> Text block

%%

I don't know. That's my general, inexperienced, impression of writing in third objective.


----------



## Incanus (Jul 22, 2016)

The only place I'd consider using this would be in a flash fiction or a short, short story.  And there would have to be some kind of justification for it, otherwise the story should be told in a different medium, because internal character thoughts is one of the great advantages of using the written word.

The questions I'd be asking myself if pondering this POV would be:  Is this the right medium for this story?  If this story is best told objectively, why shouldn't this be a screen-play or a graphic novel?


----------



## Logos&Eidos (Jul 23, 2016)

Demesnedenoir said:


> In a sense, this is screenwriting. 3rd objective in present tense. So in that respect, I've done it. All dialogue and action, with minimal scene description.
> 
> For a novel? Probably fairly risky considering publishing trends and how popular intimate portrayals are, if looking in that direction. Carrying someone for 400 pages without entering a character's head would be interesting and challenging. For shorter works, I could see it being more effective. As a writer, I wouldn't do it for a novel, the loss of intimacy with the character would dent my enthusiasm to write.



The potential problems aside it's the closest mode to my ideals and natural inclinations.
My enthusiasm comes from the events that unfold, the characters are a means to an end.  



FifthView said:


> The primary distinction between 3rd person objective and other types of narrative is that the internal thoughts, feelings, opinions, and so forth are not presented to the reader.  Think of the way you experience watching a movie when there is no voice-over from any character.  You only see and hear whatever the characters do and say on screen, and from that you can glean what they are thinking and feeling.  The same is true of objective narrative.  So you'd never write, "Tyrion could not tolerate Cersei's smug smile a moment longer."  Rather, you'd show him interrupting her special moment, by speaking or maybe throwing something at her or turning and leaving the room in a rush.  You could describe the way his cheeks had turned a flush hue and his lips were pursed and his nose flared, maybe.  Because it's written fiction and not a movie, you would basically have to write everything for the reader to see and hear while avoiding giving internal thoughts and feelings for characters.
> 
> Also, the narrator in 3rd person objective is typically hidden behind the objective description.  As the Wikipedia article states, "Often the narrator is self-dehumanized in order to make the narrative more neutral."  So you wouldn't be creating a storyteller voice or omniscient narrator, with opinions and bias of his own, but just presenting the facts of the scene.
> 
> ...




That's what I want.




Penpilot said:


> IMHO, third objective is one that will take away one of the greatest strengths of books, getting into a character's thoughts. Third objective, sometimes called third person cinematic, tends to be very cold, making it more difficult to for the reader to become invested.
> 
> I believe Dashiell Hammett's The Maltese Falcon is written in cinematic, and I read somewhere Hemingway wrote some things in cinematic too.
> 
> ...



I don't want to explain the world really, and I to be honest living inside a characters head isn't all that important to me.
Besides hugging a character's perspective limits my ability to describe the world to the expectation that information will come solely from that characters.

%%

> Short exercise 1
Edit the stretch of the listing from the line containing "locate the bright" through the end of the listing, replacing "dot" with "marker" and leaving everything else unchanged; return only that stretch.
The listing has no connection to the thread on third-person objective narration.

> Excerpts from point annotation data
%%

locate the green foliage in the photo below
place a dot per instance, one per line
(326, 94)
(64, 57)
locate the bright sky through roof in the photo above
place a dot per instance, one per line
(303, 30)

%%

> Short exercise 2
Duplicate the stretch of the thread on third-person objective narration from "The only place" through "(Jul 23, 2016)".

> Written reply 1
locate the bright sky through roof in the photo above
place a marker per instance, one per line
(303, 30)

> Written reply 2
The only place I'd consider using this would be in a flash fiction or a short, short story.  And there would have to be some kind of justification for it, otherwise the story should be told in a different medium, because internal character thoughts is one of the great advantages of using the written word.

The questions I'd be asking myself if pondering this POV would be:  Is this the right medium for this story?  If this story is best told objectively, why shouldn't this be a screen-play or a graphic novel?


----------



## Logos&Eidos (Jul 23, 2016)